* begin DATA LINES *
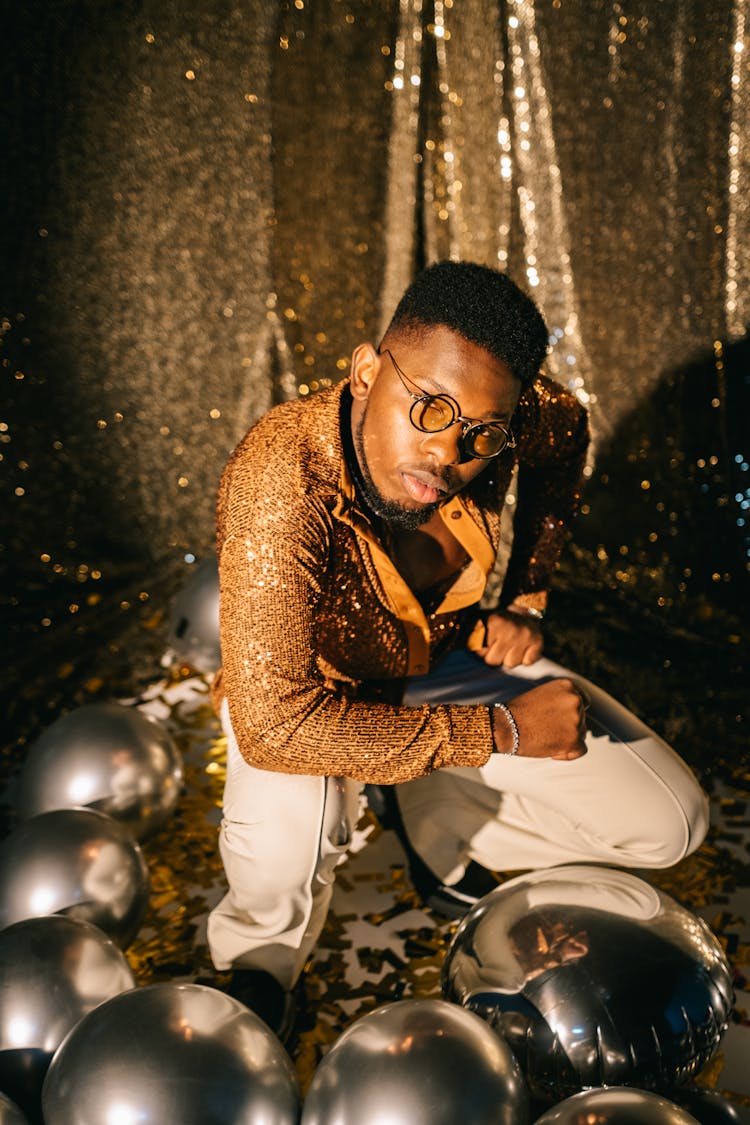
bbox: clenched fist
[477,610,544,668]
[493,678,586,762]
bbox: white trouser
[208,653,708,988]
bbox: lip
[401,469,449,504]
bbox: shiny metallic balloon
[301,1000,528,1125]
[667,1086,740,1125]
[42,983,299,1125]
[0,916,135,1119]
[0,1094,28,1125]
[169,558,222,673]
[16,703,182,839]
[535,1086,698,1125]
[0,809,148,948]
[443,864,734,1099]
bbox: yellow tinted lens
[463,424,508,457]
[412,395,458,433]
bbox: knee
[630,783,710,867]
[219,820,315,902]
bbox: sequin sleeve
[501,376,589,605]
[218,409,493,783]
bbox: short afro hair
[386,261,549,385]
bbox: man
[208,261,707,1031]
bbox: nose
[422,422,462,465]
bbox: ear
[349,344,382,401]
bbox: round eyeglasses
[382,348,516,461]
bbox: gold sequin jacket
[214,377,588,783]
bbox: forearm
[220,675,494,784]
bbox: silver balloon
[535,1086,698,1125]
[17,703,182,839]
[301,1000,528,1125]
[0,916,135,1119]
[42,983,299,1125]
[0,1094,29,1125]
[0,809,148,948]
[443,865,734,1099]
[169,558,222,673]
[667,1086,740,1125]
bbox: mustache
[406,465,459,493]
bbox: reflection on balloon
[17,703,182,839]
[535,1086,698,1125]
[0,809,148,948]
[443,865,733,1099]
[42,983,299,1125]
[0,916,135,1118]
[302,1000,528,1125]
[0,1094,28,1125]
[169,558,222,673]
[668,1086,740,1125]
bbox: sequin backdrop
[0,0,750,724]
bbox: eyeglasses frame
[379,348,516,461]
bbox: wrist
[493,703,521,757]
[505,602,544,621]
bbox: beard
[353,406,440,531]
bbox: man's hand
[493,678,586,762]
[477,611,544,668]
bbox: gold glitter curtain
[0,0,750,628]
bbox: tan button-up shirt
[215,378,588,783]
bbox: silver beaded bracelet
[493,703,521,758]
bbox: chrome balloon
[667,1086,740,1125]
[42,983,299,1125]
[0,916,135,1119]
[0,1094,28,1125]
[168,558,222,673]
[535,1086,698,1125]
[443,864,733,1098]
[301,1000,528,1125]
[0,809,148,948]
[17,703,182,839]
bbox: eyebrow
[402,366,513,422]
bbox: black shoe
[226,969,295,1043]
[423,860,499,918]
[364,785,499,918]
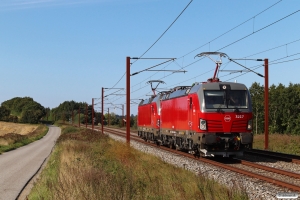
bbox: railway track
[89,128,300,192]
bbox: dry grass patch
[253,134,300,155]
[28,128,248,200]
[0,123,48,154]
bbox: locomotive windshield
[204,90,248,109]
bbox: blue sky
[0,0,300,114]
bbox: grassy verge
[28,127,248,200]
[253,134,300,155]
[0,125,48,154]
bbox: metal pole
[122,104,124,127]
[265,59,269,150]
[126,57,130,144]
[107,108,109,127]
[78,107,81,128]
[92,98,94,130]
[101,87,104,134]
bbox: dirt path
[0,122,38,136]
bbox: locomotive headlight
[200,119,206,131]
[247,119,252,130]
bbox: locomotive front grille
[207,120,223,132]
[231,120,248,132]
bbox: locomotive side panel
[138,104,151,127]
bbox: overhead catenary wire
[129,0,286,90]
[105,1,299,109]
[108,0,282,94]
[106,0,193,91]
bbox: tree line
[249,82,300,134]
[0,97,49,124]
[0,82,300,134]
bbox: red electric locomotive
[138,52,253,157]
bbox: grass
[253,134,300,155]
[0,125,48,154]
[28,126,248,200]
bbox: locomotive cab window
[204,90,248,109]
[204,91,225,108]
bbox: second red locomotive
[138,53,253,157]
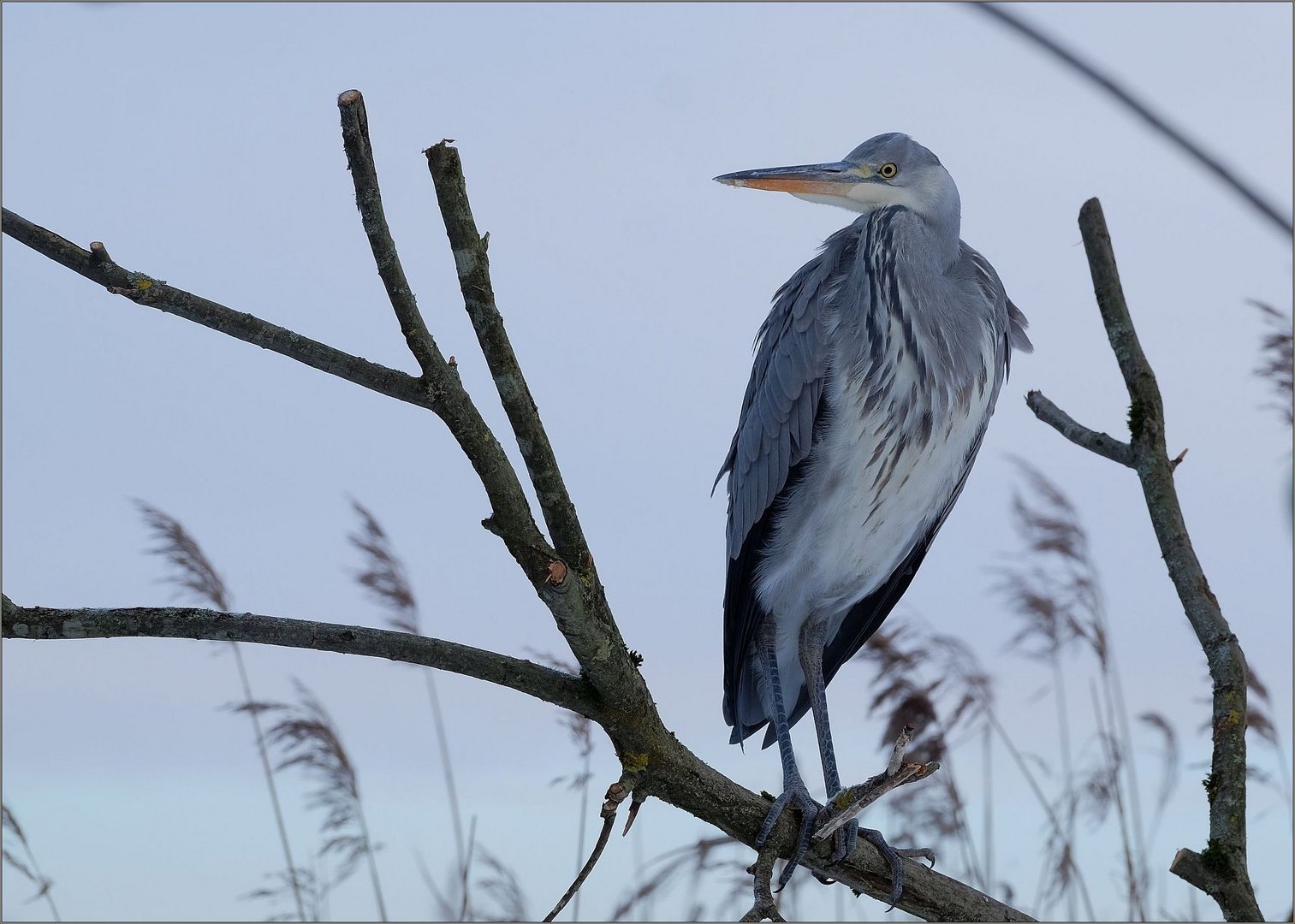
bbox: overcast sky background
[3,4,1291,920]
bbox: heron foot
[864,828,935,911]
[755,778,823,891]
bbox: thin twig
[336,89,445,376]
[1025,391,1133,469]
[424,141,594,575]
[3,116,1030,920]
[3,209,427,406]
[967,3,1295,234]
[544,782,629,921]
[813,725,940,838]
[0,805,62,921]
[1031,199,1260,920]
[0,596,1033,921]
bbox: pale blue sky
[3,4,1291,920]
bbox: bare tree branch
[3,596,603,718]
[3,94,1031,920]
[424,141,593,575]
[967,3,1295,234]
[1027,199,1260,920]
[1025,391,1133,469]
[3,209,429,407]
[336,89,448,378]
[3,596,1033,921]
[544,780,637,921]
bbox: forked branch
[3,91,1031,920]
[1027,199,1260,920]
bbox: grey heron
[715,133,1032,899]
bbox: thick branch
[3,596,603,721]
[3,116,1030,920]
[1031,199,1260,920]
[1025,391,1133,469]
[336,89,449,381]
[3,596,1032,921]
[424,141,593,575]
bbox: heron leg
[800,619,935,911]
[755,620,820,891]
[800,619,858,863]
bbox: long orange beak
[715,161,864,195]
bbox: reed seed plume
[1250,299,1295,426]
[235,681,387,920]
[347,498,472,917]
[134,500,306,920]
[0,803,62,921]
[134,500,229,612]
[347,498,419,636]
[238,866,329,921]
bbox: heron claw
[755,779,823,893]
[828,818,858,866]
[860,828,935,911]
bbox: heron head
[715,132,959,222]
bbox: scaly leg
[800,618,858,863]
[755,619,818,891]
[799,619,935,909]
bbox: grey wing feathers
[962,242,1035,353]
[715,229,858,559]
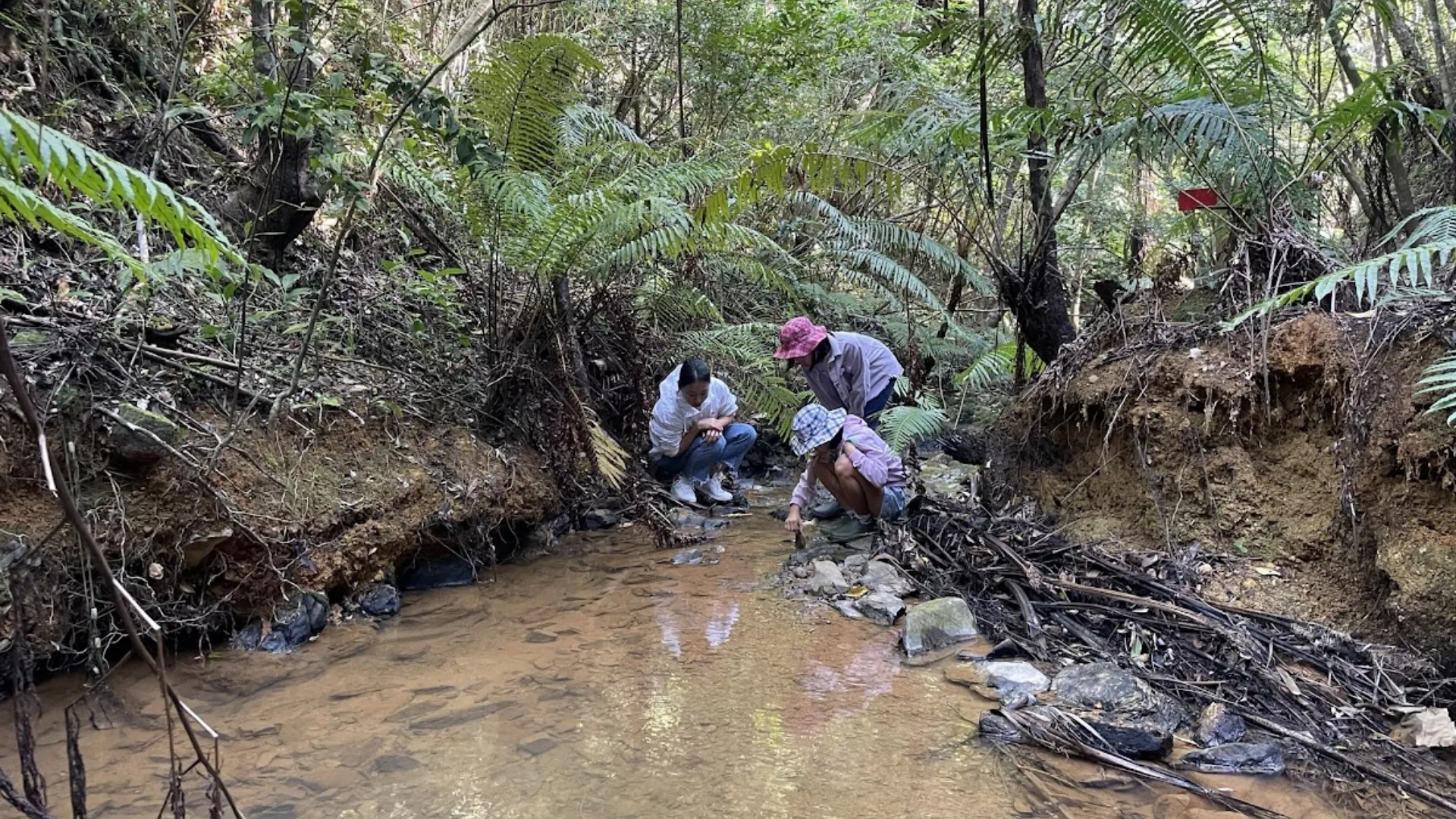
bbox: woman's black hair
* end DATA LINES *
GIVEN PROBLEM:
Reproduce all of the data above with every instance of "heron" changed to "bird", leaving everything else unchanged. Omit the pictures from your answer.

ANSWER FOR THIS EXERCISE:
bbox: clenched fist
[477,610,544,668]
[493,678,586,762]
bbox: white trouser
[208,653,708,988]
bbox: lip
[401,469,449,504]
bbox: shiny metallic balloon
[301,1000,528,1125]
[667,1086,740,1125]
[42,983,299,1125]
[0,916,135,1119]
[0,1094,28,1125]
[169,558,222,673]
[16,703,182,839]
[535,1086,698,1125]
[0,809,148,948]
[443,864,734,1099]
bbox: yellow tinted lens
[463,424,508,457]
[412,395,458,433]
bbox: knee
[630,783,710,867]
[219,820,315,902]
bbox: sequin sleeve
[501,376,589,605]
[218,409,493,783]
bbox: short afro hair
[386,261,549,385]
bbox: man
[208,261,707,1031]
bbox: nose
[422,422,462,465]
bbox: ear
[349,344,382,401]
bbox: round eyeglasses
[382,348,516,461]
bbox: gold sequin jacket
[214,377,588,783]
bbox: forearm
[220,675,494,784]
bbox: silver balloon
[535,1086,698,1125]
[17,703,182,839]
[301,1000,528,1125]
[0,916,135,1119]
[42,983,299,1125]
[0,1094,29,1125]
[0,809,148,948]
[443,865,734,1099]
[169,558,222,673]
[667,1086,740,1125]
bbox: mustache
[406,465,459,493]
bbox: reflection on balloon
[17,703,182,839]
[535,1086,698,1125]
[0,809,148,948]
[443,865,733,1099]
[42,983,299,1125]
[0,916,135,1118]
[302,1000,528,1125]
[0,1094,28,1125]
[169,558,222,673]
[668,1086,740,1125]
bbox: sequin backdrop
[0,0,750,724]
bbox: eyeglasses frame
[379,348,516,461]
bbox: wrist
[493,703,521,757]
[505,602,544,621]
bbox: beard
[353,406,440,531]
bbox: man's hand
[493,678,586,762]
[477,611,544,668]
bbox: gold glitter curtain
[0,0,750,628]
bbox: tan button-up shirt
[215,378,588,783]
bbox: silver beaded bracelet
[493,703,521,758]
bbox: chrome balloon
[667,1086,740,1125]
[42,983,299,1125]
[0,916,135,1119]
[0,1094,28,1125]
[168,558,222,673]
[535,1086,698,1125]
[443,864,733,1098]
[301,1000,528,1125]
[0,809,148,948]
[17,703,182,839]
bbox: eyebrow
[402,366,513,422]
bbox: black shoe
[226,969,295,1043]
[423,860,499,918]
[364,785,499,918]
bbox: railway track
[89,128,300,192]
bbox: dry grass patch
[253,134,300,155]
[28,128,248,200]
[0,123,48,154]
bbox: locomotive windshield
[204,90,248,109]
bbox: blue sky
[0,0,300,114]
bbox: grassy verge
[28,127,248,200]
[253,134,300,155]
[0,125,48,154]
bbox: metal pole
[122,104,124,127]
[265,59,269,150]
[126,57,130,144]
[107,108,109,127]
[78,107,81,128]
[92,98,94,130]
[101,87,104,134]
bbox: dirt path
[0,122,38,136]
bbox: locomotive headlight
[200,119,206,131]
[247,119,252,130]
bbox: locomotive front grille
[207,120,223,132]
[231,120,248,132]
bbox: locomotive side panel
[138,104,151,127]
bbox: overhead catenary wire
[129,0,286,90]
[105,1,299,109]
[108,0,282,94]
[106,0,193,91]
bbox: tree line
[249,82,300,134]
[0,97,49,124]
[0,82,300,134]
bbox: red electric locomotive
[138,52,253,157]
bbox: grass
[253,134,300,155]
[0,125,48,154]
[28,126,248,200]
bbox: locomotive cab window
[204,90,248,109]
[204,91,225,108]
bbox: second red locomotive
[138,53,253,157]
bbox: overcast sky background
[3,4,1291,920]
bbox: bird foot
[864,828,935,911]
[755,778,823,891]
bbox: thin twig
[336,89,445,376]
[1025,391,1133,469]
[424,141,594,575]
[3,116,1030,920]
[3,209,427,406]
[967,3,1295,234]
[544,782,629,921]
[813,725,940,838]
[0,805,62,921]
[1031,199,1260,920]
[0,596,1033,921]
bbox: pale blue sky
[3,4,1291,920]
bbox: bare tree branch
[3,596,603,718]
[3,94,1031,920]
[424,141,593,575]
[967,3,1295,234]
[1027,199,1260,920]
[1025,391,1133,469]
[3,209,429,407]
[336,89,448,378]
[3,596,1033,921]
[544,780,637,921]
bbox: forked branch
[3,91,1031,920]
[1027,199,1260,920]
bbox: grey bird
[715,133,1032,899]
bbox: thick branch
[3,596,603,721]
[3,116,1030,920]
[1031,199,1260,920]
[1025,391,1133,469]
[336,89,449,381]
[3,596,1032,921]
[424,141,593,575]
bbox: bird leg
[800,619,935,911]
[755,620,820,891]
[800,619,858,863]
bbox: long orange beak
[715,161,864,195]
bbox: reed seed plume
[1250,299,1295,426]
[235,681,387,920]
[347,498,472,917]
[134,500,306,920]
[0,803,62,921]
[134,500,229,612]
[347,498,419,636]
[238,866,329,921]
bbox: bird claw
[755,779,823,893]
[828,818,858,866]
[860,828,935,911]
bbox: bird head
[715,132,959,222]
bbox: scaly leg
[800,618,858,863]
[755,619,818,891]
[799,619,935,909]
bbox: grey wing feathers
[962,242,1035,353]
[715,229,858,559]
bbox: woman's black hair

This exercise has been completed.